=== PROBLEM ===
Please list each line of the records below that contains the word "microphone", copying every such line in full.

=== GIVEN RECORDS ===
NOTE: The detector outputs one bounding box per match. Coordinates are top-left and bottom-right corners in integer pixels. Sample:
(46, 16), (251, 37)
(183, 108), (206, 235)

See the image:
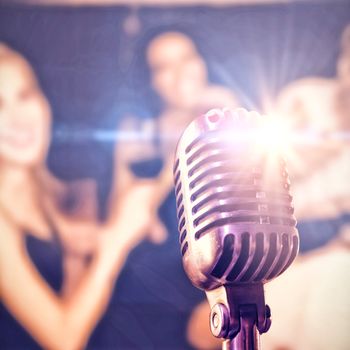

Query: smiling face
(0, 46), (51, 167)
(147, 32), (207, 108)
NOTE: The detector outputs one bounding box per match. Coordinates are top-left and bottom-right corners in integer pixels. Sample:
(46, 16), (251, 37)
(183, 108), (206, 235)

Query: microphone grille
(174, 110), (299, 289)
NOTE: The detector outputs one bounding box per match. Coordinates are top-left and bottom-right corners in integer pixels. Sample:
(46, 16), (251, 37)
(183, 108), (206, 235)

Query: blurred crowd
(0, 9), (350, 350)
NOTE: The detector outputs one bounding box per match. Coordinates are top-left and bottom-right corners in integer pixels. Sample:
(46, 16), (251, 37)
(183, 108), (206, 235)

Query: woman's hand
(100, 180), (166, 262)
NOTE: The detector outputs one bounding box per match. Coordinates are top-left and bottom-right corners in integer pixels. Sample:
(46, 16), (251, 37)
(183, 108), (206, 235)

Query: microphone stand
(206, 283), (271, 350)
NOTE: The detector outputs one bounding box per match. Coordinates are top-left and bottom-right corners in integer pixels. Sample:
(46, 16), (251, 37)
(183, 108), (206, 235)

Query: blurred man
(115, 32), (238, 223)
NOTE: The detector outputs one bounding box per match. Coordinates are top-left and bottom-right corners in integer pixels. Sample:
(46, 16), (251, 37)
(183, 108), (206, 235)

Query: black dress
(0, 234), (63, 350)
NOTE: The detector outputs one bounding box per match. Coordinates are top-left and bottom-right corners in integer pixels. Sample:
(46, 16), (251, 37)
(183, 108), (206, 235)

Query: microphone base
(206, 283), (271, 350)
(222, 308), (261, 350)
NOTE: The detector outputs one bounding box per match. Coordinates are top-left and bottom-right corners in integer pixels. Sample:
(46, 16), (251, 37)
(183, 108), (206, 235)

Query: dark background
(0, 1), (350, 349)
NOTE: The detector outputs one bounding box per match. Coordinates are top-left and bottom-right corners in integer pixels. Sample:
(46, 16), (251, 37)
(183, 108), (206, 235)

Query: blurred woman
(0, 44), (164, 349)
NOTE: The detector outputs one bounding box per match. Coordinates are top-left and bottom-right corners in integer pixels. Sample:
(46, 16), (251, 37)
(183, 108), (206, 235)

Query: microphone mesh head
(174, 109), (299, 290)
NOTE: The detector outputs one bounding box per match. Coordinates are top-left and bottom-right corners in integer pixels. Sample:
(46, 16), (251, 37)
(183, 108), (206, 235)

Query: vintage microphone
(174, 109), (299, 350)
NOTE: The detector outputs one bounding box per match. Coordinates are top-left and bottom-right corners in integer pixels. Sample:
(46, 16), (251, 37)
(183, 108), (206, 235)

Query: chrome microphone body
(174, 109), (299, 349)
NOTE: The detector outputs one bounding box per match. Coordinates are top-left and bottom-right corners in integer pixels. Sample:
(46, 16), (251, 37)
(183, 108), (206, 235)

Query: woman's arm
(0, 185), (153, 350)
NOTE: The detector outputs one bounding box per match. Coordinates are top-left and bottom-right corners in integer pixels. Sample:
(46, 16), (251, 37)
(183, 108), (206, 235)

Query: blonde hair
(0, 41), (39, 87)
(340, 24), (350, 53)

=== RESPONSE TO THE EXERCISE ===
Query: microphone grille
Query: microphone stand
Query: microphone base
Query: microphone mesh head
Query: vintage microphone
Query: chrome microphone body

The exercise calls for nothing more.